■ PROBLEM DESCRIPTION:
Write what comes next in the mailing list thread on source alignment for Iceberg, starting right after its last sentence.

Re: Source alignment for Iceberg

Posted by Becket Qin <be...@gmail.com>.

Hey Piotr,

I think the mechanism FLIP-182 provided is a reasonable default one, which
ensures the watermarks are only drifted by an upper bound. However,
admittedly there are also other strategies for different purposes.

In the Iceberg case, I am not sure if a static strictly allowed watermark
drift is desired. The source might just want to finish reading the assigned
splits as fast as possible. And it is OK to have a drift of "one split",
instead of a fixed time period.

As another example, if there are some fast readers whose splits are always
throttled, while the other slow readers are struggling to keep up with the
rest of the splits, the split enumerator may decide to reassign the slow
splits so all the readers have something to read. This would need the
SplitEnumerator to be aware of the watermark progress on each reader. So it
seems useful to expose the WatermarkAlignmentEvent information to the
SplitEnumerator as well.

Thanks,

Jiangjie (Becket) Qin



On Tue, May 3, 2022 at 7:58 PM Piotr Nowojski <pn...@apache.org> wrote:

> Hi Steven,
>
> Isn't this redundant to FLIP-182 and FLIP-217? Can not Iceberg just emit
> all splits and let FLIP-182/FLIP-217 handle the watermark alignment and
> block the splits that are too much into the future? I can see this being an
> issue if the existence of too many blocked splits is occupying too many
> resources.
>
> If that's the case, indeed SourceCoordinator/SplitEnumerator would have to
> decide on some basis how many and which splits to assign in what order. But
> in that case I'm not sure how much you could use from FLIP-182 and
> FLIP-217. They seem somehow orthogonal to me, operating on different
> levels. FLIP-182 and FLIP-217 are working with whatever splits have already
> been generated and assigned. You could leverage FLIP-182 and FLIP-217 and
> take care of only the problem to limit the number of parallel active
> splits. And here I'm not sure if it would be worth generalising a solution
> across different connectors.
>
> Regarding the global watermark, I made a related comment sometime ago
> about it [1]. It sounds to me like you also need to solve this problem,
> otherwise Iceberg users will encounter late records in case of some race
> conditions between assigning new splits and completions of older.

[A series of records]
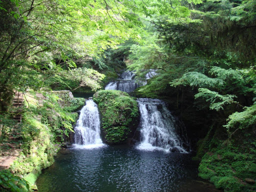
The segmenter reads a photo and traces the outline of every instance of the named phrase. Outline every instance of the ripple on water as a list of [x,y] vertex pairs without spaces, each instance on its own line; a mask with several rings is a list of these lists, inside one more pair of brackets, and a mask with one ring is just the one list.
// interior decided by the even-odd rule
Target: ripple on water
[[176,192],[196,174],[188,154],[112,146],[70,150],[40,176],[39,192]]

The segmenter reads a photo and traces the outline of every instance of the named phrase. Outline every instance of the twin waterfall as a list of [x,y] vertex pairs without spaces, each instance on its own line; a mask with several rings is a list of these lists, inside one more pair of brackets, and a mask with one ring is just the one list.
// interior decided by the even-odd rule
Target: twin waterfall
[[[155,72],[154,72],[155,73]],[[130,92],[138,87],[131,72],[122,74],[120,78],[109,83],[105,90],[120,90]],[[148,78],[148,76],[146,76]],[[176,133],[176,118],[164,102],[158,99],[137,100],[140,120],[139,130],[140,142],[138,149],[162,150],[186,152],[182,147],[182,140]],[[91,148],[104,145],[100,137],[100,115],[96,104],[91,100],[82,108],[75,131],[75,144]]]

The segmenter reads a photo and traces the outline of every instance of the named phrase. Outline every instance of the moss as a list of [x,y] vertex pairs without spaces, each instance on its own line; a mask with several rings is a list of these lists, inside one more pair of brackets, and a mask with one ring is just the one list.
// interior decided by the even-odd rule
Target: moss
[[126,92],[104,90],[94,95],[102,115],[102,128],[109,144],[125,142],[136,128],[138,116],[138,104]]
[[[30,190],[36,189],[35,182],[41,170],[54,162],[63,134],[72,130],[78,114],[72,110],[84,105],[84,99],[74,98],[68,91],[62,92],[60,95],[57,92],[26,94],[26,108],[19,124],[22,152],[10,168],[14,176],[10,175],[24,178],[26,182],[20,180],[28,184]],[[9,188],[14,183],[10,182]],[[0,188],[4,184],[0,182]]]
[[[202,158],[199,176],[210,180],[225,192],[255,191],[256,184],[245,182],[246,178],[256,178],[256,154],[252,150],[244,150],[252,144],[252,138],[247,134],[251,130],[242,130],[234,136],[232,140],[223,140],[218,129],[215,130],[214,136],[206,136],[208,142],[208,144],[204,144],[204,148],[208,148],[208,152]],[[242,143],[239,142],[241,140],[244,140]]]

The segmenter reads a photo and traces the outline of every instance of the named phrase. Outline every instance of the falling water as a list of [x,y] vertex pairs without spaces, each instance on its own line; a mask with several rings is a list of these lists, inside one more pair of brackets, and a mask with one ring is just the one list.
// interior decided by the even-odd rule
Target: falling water
[[176,132],[176,118],[165,103],[158,99],[141,98],[137,100],[140,112],[142,138],[138,148],[186,152],[182,146],[184,142]]
[[130,92],[138,88],[138,84],[132,78],[135,74],[128,70],[120,76],[118,80],[110,82],[105,88],[106,90],[120,90],[122,92]]
[[74,128],[74,143],[86,148],[104,146],[100,136],[100,114],[97,105],[88,100]]

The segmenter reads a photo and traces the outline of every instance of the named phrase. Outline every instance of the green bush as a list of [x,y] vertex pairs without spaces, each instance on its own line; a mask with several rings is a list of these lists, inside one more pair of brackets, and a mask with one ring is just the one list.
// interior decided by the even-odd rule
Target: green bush
[[126,92],[104,90],[94,95],[102,115],[102,128],[109,144],[125,142],[136,128],[138,109],[136,100]]

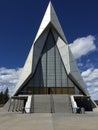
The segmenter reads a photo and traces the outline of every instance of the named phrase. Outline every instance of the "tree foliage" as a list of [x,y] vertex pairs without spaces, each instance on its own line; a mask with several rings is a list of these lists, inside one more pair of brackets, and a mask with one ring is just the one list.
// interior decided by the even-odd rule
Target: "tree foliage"
[[9,100],[9,90],[6,88],[4,92],[0,92],[0,104],[5,104]]

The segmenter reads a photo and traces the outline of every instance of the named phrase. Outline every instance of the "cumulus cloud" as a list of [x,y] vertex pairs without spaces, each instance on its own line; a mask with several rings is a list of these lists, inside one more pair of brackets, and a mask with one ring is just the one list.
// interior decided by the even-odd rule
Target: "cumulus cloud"
[[78,38],[75,41],[73,41],[73,43],[71,43],[69,46],[74,55],[74,58],[78,59],[81,56],[86,55],[89,52],[96,50],[94,41],[95,41],[95,37],[92,35]]
[[88,86],[87,88],[92,98],[98,100],[98,69],[89,68],[82,72],[81,75]]
[[0,68],[0,91],[4,91],[9,88],[9,94],[11,95],[19,79],[22,68],[7,69]]

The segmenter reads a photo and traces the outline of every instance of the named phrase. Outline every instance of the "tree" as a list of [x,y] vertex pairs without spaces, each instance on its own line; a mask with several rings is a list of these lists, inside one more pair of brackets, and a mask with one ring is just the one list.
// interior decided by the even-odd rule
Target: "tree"
[[9,100],[9,89],[6,88],[6,90],[4,91],[4,103],[6,103]]
[[0,92],[0,104],[5,104],[9,100],[9,90],[6,88],[4,93]]

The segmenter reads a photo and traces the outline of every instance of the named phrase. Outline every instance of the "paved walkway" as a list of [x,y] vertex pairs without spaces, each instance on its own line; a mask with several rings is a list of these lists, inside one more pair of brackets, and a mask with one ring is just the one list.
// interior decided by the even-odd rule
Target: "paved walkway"
[[0,130],[98,130],[98,112],[15,114],[0,111]]

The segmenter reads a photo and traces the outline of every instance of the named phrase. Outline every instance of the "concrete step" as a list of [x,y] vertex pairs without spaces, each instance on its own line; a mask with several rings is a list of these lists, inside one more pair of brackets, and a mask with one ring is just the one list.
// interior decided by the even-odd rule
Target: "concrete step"
[[34,113],[50,113],[50,95],[34,95]]
[[72,113],[69,95],[53,95],[55,113]]

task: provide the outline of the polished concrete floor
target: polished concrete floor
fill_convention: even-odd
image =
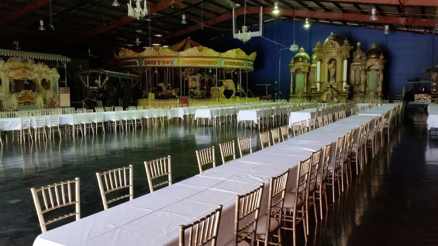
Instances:
[[[438,245],[438,142],[428,140],[424,113],[406,116],[399,133],[336,197],[324,220],[312,221],[307,245]],[[31,245],[40,234],[30,187],[80,177],[83,217],[103,210],[96,172],[133,164],[137,197],[149,192],[143,161],[170,155],[176,182],[198,173],[195,150],[249,135],[258,149],[257,135],[254,130],[177,125],[8,143],[0,153],[0,246]],[[297,245],[305,245],[302,231],[297,235]]]

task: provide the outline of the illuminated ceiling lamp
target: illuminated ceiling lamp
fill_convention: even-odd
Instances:
[[[115,7],[117,7],[120,6],[120,4],[119,3],[118,0],[114,0],[112,5]]]
[[[377,16],[376,15],[376,13],[377,13],[377,10],[375,8],[373,8],[373,9],[371,10],[371,16],[370,16],[370,21],[377,20]]]
[[[293,6],[293,44],[290,45],[289,50],[291,51],[297,52],[299,49],[298,45],[295,43],[295,6]]]
[[[388,34],[389,33],[389,26],[388,25],[385,25],[385,31],[383,31],[383,33],[385,34]]]
[[[280,13],[280,11],[278,10],[278,2],[274,3],[274,11],[272,13],[276,14]]]
[[[39,21],[39,27],[38,28],[38,30],[40,31],[46,31],[46,28],[44,28],[44,23],[42,21]]]
[[[310,27],[310,22],[309,22],[309,18],[306,18],[306,23],[304,24],[304,28],[309,28]]]

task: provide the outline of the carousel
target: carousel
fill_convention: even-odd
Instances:
[[[255,56],[240,49],[217,52],[189,38],[141,53],[122,49],[116,57],[127,73],[141,76],[143,98],[171,99],[246,97],[242,84],[247,88]]]

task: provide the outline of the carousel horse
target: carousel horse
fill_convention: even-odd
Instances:
[[[164,83],[160,83],[159,84],[158,86],[161,86],[161,88],[162,88],[162,94],[168,94],[170,95],[173,95],[176,97],[178,96],[178,92],[180,91],[180,89],[179,88],[176,88],[172,90],[169,90],[166,88],[166,85],[164,85]]]

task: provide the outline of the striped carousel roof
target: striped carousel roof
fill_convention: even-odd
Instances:
[[[190,39],[190,37],[189,37],[169,47],[169,48],[174,51],[184,51],[187,49],[190,49],[191,48],[193,48],[197,46],[202,46],[192,41]]]

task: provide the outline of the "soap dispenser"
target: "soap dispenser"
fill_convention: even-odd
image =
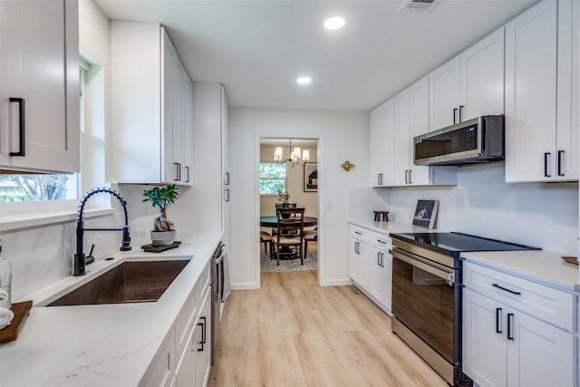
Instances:
[[[12,266],[2,256],[0,246],[0,307],[12,306]]]

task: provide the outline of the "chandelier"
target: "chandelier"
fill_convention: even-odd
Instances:
[[[294,150],[292,150],[292,139],[290,139],[290,148],[288,150],[290,151],[290,157],[284,159],[282,147],[276,147],[274,151],[274,160],[278,161],[279,164],[289,161],[293,168],[298,164],[304,165],[305,161],[310,160],[310,150],[304,150],[302,155],[300,153],[300,147],[295,147]],[[300,160],[302,160],[302,162],[300,162]]]

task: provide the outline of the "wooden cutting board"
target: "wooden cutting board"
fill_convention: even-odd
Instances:
[[[20,331],[24,319],[30,314],[30,309],[32,307],[32,301],[24,301],[22,303],[15,303],[12,305],[10,309],[14,313],[14,318],[10,323],[10,325],[0,329],[0,343],[12,342],[18,338],[18,332]]]

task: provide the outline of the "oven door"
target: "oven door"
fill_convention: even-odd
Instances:
[[[393,316],[450,363],[455,363],[454,270],[396,248],[392,254]]]

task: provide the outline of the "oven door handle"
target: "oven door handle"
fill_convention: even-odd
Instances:
[[[392,255],[394,258],[401,259],[403,262],[408,263],[415,267],[430,273],[435,276],[438,276],[445,281],[449,281],[455,284],[455,274],[453,272],[443,269],[440,265],[434,262],[430,262],[428,259],[422,258],[419,256],[411,253],[402,253],[396,250],[389,250],[389,253]]]

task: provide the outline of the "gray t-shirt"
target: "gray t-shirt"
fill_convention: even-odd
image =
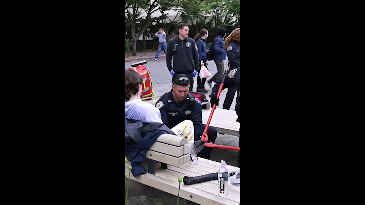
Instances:
[[[124,102],[124,116],[127,119],[142,122],[164,123],[160,110],[141,99]]]
[[[155,34],[156,37],[158,37],[158,42],[160,43],[165,43],[166,42],[166,34]]]

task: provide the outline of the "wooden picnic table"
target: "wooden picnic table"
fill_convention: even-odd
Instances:
[[[208,122],[211,111],[201,110],[203,124]],[[209,125],[216,128],[219,133],[239,137],[239,123],[236,121],[237,119],[235,111],[216,108]]]
[[[128,167],[130,164],[128,162],[124,165],[125,173],[129,172]],[[197,164],[187,163],[178,167],[168,166],[167,169],[161,167],[160,163],[156,163],[154,175],[147,173],[135,178],[131,174],[130,178],[132,180],[177,196],[178,177],[196,177],[215,173],[220,167],[219,162],[198,158]],[[237,172],[239,169],[228,165],[226,165],[226,168],[229,172]],[[241,202],[240,187],[228,184],[228,195],[221,196],[219,194],[217,180],[188,185],[182,182],[180,188],[181,198],[201,205],[239,205]],[[190,201],[188,204],[190,204]],[[171,204],[173,204],[172,202]]]

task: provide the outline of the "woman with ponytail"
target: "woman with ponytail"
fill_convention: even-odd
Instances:
[[[224,50],[228,57],[228,64],[230,70],[241,66],[240,52],[241,29],[237,28],[226,38],[224,40]],[[228,71],[228,73],[229,72]],[[228,77],[228,76],[227,77]],[[226,98],[223,103],[223,109],[229,110],[233,102],[236,91],[237,94],[239,92],[236,86],[228,88],[228,91],[226,95]]]
[[[205,66],[208,68],[207,63],[207,42],[205,40],[208,38],[209,35],[208,30],[203,28],[200,30],[200,32],[196,34],[194,38],[196,43],[196,46],[198,48],[198,53],[199,54],[199,71],[198,72],[198,86],[196,87],[196,92],[201,93],[207,93],[208,91],[204,88],[204,85],[205,84],[207,78],[200,78],[199,74],[201,69],[201,66]],[[203,61],[203,63],[201,62]]]

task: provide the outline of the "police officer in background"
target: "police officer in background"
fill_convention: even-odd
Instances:
[[[241,67],[240,31],[239,28],[236,28],[224,40],[224,49],[227,51],[230,69]],[[228,88],[228,91],[226,94],[226,99],[223,103],[223,109],[228,110],[231,108],[236,91],[237,94],[238,94],[239,90],[236,87]]]
[[[224,79],[223,82],[223,89],[227,88],[229,89],[231,88],[237,88],[237,90],[240,90],[241,88],[240,84],[241,83],[241,67],[238,67],[236,68],[232,69],[228,71],[227,76]],[[217,97],[217,94],[218,93],[218,90],[219,89],[219,86],[220,86],[220,83],[223,80],[223,77],[224,77],[223,75],[223,77],[221,78],[214,85],[214,86],[212,89],[212,94],[211,95],[210,103],[211,107],[213,107],[214,104],[215,104],[218,106],[219,103],[219,100]],[[240,123],[239,125],[239,135],[241,135],[241,92],[239,91],[238,94],[237,96],[237,98],[236,100],[236,108],[235,110],[238,117],[236,120]],[[241,147],[241,138],[239,138],[238,140],[238,144],[239,147]],[[238,167],[241,167],[241,151],[238,152]]]
[[[189,93],[190,80],[185,74],[177,74],[172,85],[172,90],[165,93],[156,102],[160,109],[161,119],[171,129],[184,120],[191,120],[194,125],[194,141],[200,139],[205,125],[203,124],[201,105],[200,101]],[[214,143],[217,138],[217,129],[209,126],[207,134],[208,142]],[[197,156],[209,159],[211,147],[205,147]]]
[[[182,23],[178,26],[178,36],[172,39],[167,46],[166,64],[169,71],[173,76],[173,83],[176,74],[185,74],[190,80],[189,90],[192,91],[193,78],[197,74],[200,64],[198,47],[194,39],[188,37],[189,25]],[[173,66],[171,65],[173,59]]]

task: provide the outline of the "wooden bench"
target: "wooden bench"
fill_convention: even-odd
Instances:
[[[126,173],[129,171],[129,163],[128,162],[124,165]],[[188,163],[180,166],[170,166],[165,168],[160,163],[156,163],[155,166],[155,174],[147,173],[137,177],[134,177],[131,174],[131,179],[177,196],[179,187],[177,179],[179,177],[183,178],[185,176],[196,177],[215,173],[220,167],[220,163],[198,158],[198,163],[196,164]],[[228,165],[226,165],[226,167],[229,172],[237,172],[239,169]],[[180,197],[187,200],[188,204],[192,202],[201,205],[239,205],[240,187],[228,184],[228,195],[222,197],[218,194],[218,183],[217,180],[213,180],[185,185],[182,182]],[[174,204],[174,201],[172,201],[171,204]]]
[[[167,165],[180,166],[190,162],[190,154],[186,138],[163,134],[158,137],[146,152],[148,173],[155,174],[155,161],[161,163],[161,167]]]
[[[146,102],[154,105],[160,97],[151,97],[146,100],[145,100]],[[203,102],[201,104],[207,105],[207,109],[201,110],[203,123],[207,124],[211,112],[210,103]],[[237,119],[237,114],[235,111],[216,108],[209,125],[216,128],[219,133],[239,137],[239,123],[236,121]]]
[[[144,98],[142,99],[142,100],[146,102],[149,103],[151,105],[154,105],[156,104],[156,102],[157,101],[157,100],[160,98],[162,96],[158,96],[158,97],[150,97],[147,98]],[[204,109],[206,110],[209,110],[210,109],[210,102],[204,102],[201,103],[201,106],[203,107],[205,107]]]
[[[202,110],[203,124],[207,124],[211,111]],[[236,121],[236,111],[216,108],[210,121],[210,126],[217,129],[219,133],[239,136],[239,123]]]

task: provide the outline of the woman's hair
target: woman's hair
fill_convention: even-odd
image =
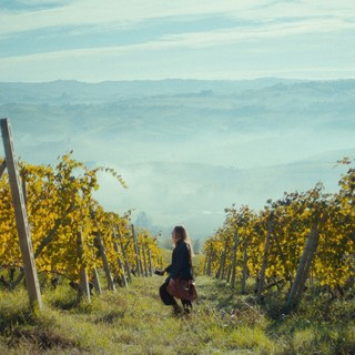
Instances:
[[[176,225],[174,227],[174,233],[176,242],[183,240],[185,243],[187,243],[190,245],[191,255],[193,255],[193,247],[186,229],[183,225]]]

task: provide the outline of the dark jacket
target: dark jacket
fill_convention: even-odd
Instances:
[[[173,250],[171,265],[169,265],[165,271],[171,278],[176,278],[178,276],[183,280],[193,278],[190,246],[183,240],[176,243]]]

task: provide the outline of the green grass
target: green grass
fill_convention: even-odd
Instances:
[[[28,311],[23,290],[0,292],[0,354],[354,354],[354,301],[305,298],[282,315],[220,281],[199,276],[191,316],[174,316],[158,288],[163,277],[135,278],[78,304],[63,282],[43,291],[44,310]],[[313,298],[312,298],[313,297]],[[312,298],[312,300],[311,300]],[[312,302],[311,302],[312,301]]]

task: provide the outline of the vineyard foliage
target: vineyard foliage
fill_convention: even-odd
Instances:
[[[48,277],[63,275],[73,282],[79,281],[81,267],[92,275],[94,267],[102,267],[98,236],[114,276],[122,277],[123,263],[120,267],[118,261],[121,257],[123,262],[123,254],[125,266],[134,271],[136,260],[130,211],[123,215],[106,212],[92,196],[99,189],[99,171],[111,173],[125,187],[122,178],[112,169],[88,169],[72,158],[72,152],[58,161],[54,168],[19,162],[22,182],[26,182],[23,190],[38,272]],[[0,267],[21,270],[22,258],[7,173],[0,179]],[[145,230],[138,230],[136,234],[140,247],[150,250],[152,260],[158,261],[161,255],[156,237]],[[79,235],[82,252],[79,252]],[[119,250],[114,247],[114,242]]]
[[[344,160],[342,163],[352,162]],[[226,209],[223,226],[204,244],[209,272],[219,276],[224,274],[229,281],[235,253],[236,275],[242,278],[245,268],[248,276],[258,280],[266,257],[266,285],[283,283],[290,287],[312,226],[315,226],[318,240],[308,276],[328,290],[342,290],[353,284],[355,169],[348,169],[338,185],[339,191],[332,194],[324,193],[322,183],[307,192],[284,193],[281,200],[268,200],[258,213],[245,205]],[[265,256],[270,223],[270,245]]]

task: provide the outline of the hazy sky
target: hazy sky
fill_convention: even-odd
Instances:
[[[2,0],[0,81],[355,75],[353,0]]]

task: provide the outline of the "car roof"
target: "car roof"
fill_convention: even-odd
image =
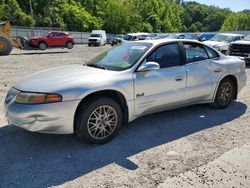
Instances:
[[[245,36],[242,34],[236,34],[236,33],[217,33],[216,35],[227,35],[227,36]]]
[[[48,33],[64,33],[64,34],[68,34],[67,32],[64,32],[64,31],[49,31]]]
[[[199,41],[195,40],[189,40],[189,39],[157,39],[157,40],[139,40],[139,41],[133,41],[136,43],[151,43],[154,46],[162,43],[172,43],[172,42],[192,42],[192,43],[197,43],[197,44],[204,44]]]
[[[149,33],[128,33],[127,35],[140,36],[140,35],[149,35]]]

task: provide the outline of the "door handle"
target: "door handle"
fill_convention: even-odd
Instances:
[[[214,72],[221,72],[222,71],[222,68],[216,68],[214,69]]]
[[[175,78],[175,81],[177,81],[177,82],[182,81],[182,80],[183,80],[183,76],[178,76],[178,77]]]

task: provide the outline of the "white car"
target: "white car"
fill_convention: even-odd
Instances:
[[[25,76],[9,90],[4,112],[9,125],[105,143],[146,114],[198,103],[225,108],[245,85],[244,61],[200,42],[126,42],[86,65]]]
[[[230,42],[238,41],[243,38],[244,35],[241,34],[218,33],[210,40],[204,41],[203,43],[212,46],[213,48],[224,54],[227,54]]]

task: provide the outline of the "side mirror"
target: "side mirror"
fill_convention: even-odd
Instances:
[[[146,63],[143,63],[139,68],[138,68],[138,72],[144,72],[144,71],[151,71],[151,70],[159,70],[160,69],[160,65],[159,63],[153,62],[153,61],[149,61]]]

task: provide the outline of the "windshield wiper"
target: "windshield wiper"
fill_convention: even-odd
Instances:
[[[86,65],[89,67],[95,67],[95,68],[106,70],[106,68],[103,65],[99,65],[99,64],[86,64]]]

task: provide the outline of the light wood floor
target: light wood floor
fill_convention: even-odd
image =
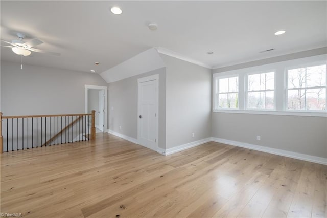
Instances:
[[[164,156],[108,134],[1,155],[24,217],[326,217],[327,166],[216,142]]]

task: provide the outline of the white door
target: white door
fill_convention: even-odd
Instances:
[[[138,144],[158,148],[158,75],[138,79]]]
[[[104,90],[99,91],[99,129],[104,132]]]

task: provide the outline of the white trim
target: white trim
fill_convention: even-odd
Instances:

■ TASK ANSWER:
>
> Best,
> Piotrek
>
> [1]
> https://issues.apache.org/jira/browse/FLINK-21871?focusedCommentId=17495545&page=com.atlassian.jira.plugin.system.issuetabpanels%3Acomment-tabpanel#comment-17495545
>
> pon., 2 maj 2022 o 04:26 Steven Wu <st...@gmail.com> napisał(a):
>
>> add dev@ group to the thread as Thomas suggested
>>
>> Arvid,
>>
>> The scenario 3 (Dynamic assignment + temporary no split) in the FLIP-180
>> (idleness) can happen to Iceberg source alignment, as readers can be
>> temporarily starved due to the holdback by the enumerator when assigning
>> new splits upon request.
>>
>> Totally agree that we should decouple this discussion with the FLIP-217,
>> which addresses the split level watermark alignment problem as a follow-up
>> of FLIP-182
>>
>> Becket,
>>
>> Yes, currently Iceberg source implemented the alignment leveraging the
>> dynamic split assignment from FLIP-27 design. Basically, the enumerator
>> can
>> hold back split assignments to readers when necessary. Everything are
>> centralized in the enumerator: (1) watermark extraction and aggregation
>> (2)
>> alignment decision and execution
>>
>> The motivation of this discussion is to see if Iceberg source can leverage
>> some of the watermark alignment solutions (like FLIP-182) from Flink
>> framework. E.g., as mentioned in the doc, Iceberg source can potentially
>> leverage the FLIP-182 framework to do the watermark extraction and
>> aggregation. For the alignment decision and execution, we can keep them in
>> the centralized enumerator.
>>
>> Thanks,
>> Steven
>>
>> On Thu, Apr 28, 2022 at 2:05 AM Becket Qin <be...@gmail.com> wrote:
>>
>> > Hi Steven,
>> >
>> > Thanks for pulling me into this thread. I think the timestamp
>> > alignment use case here is a good example of what FLIP-27 was designed
>> for.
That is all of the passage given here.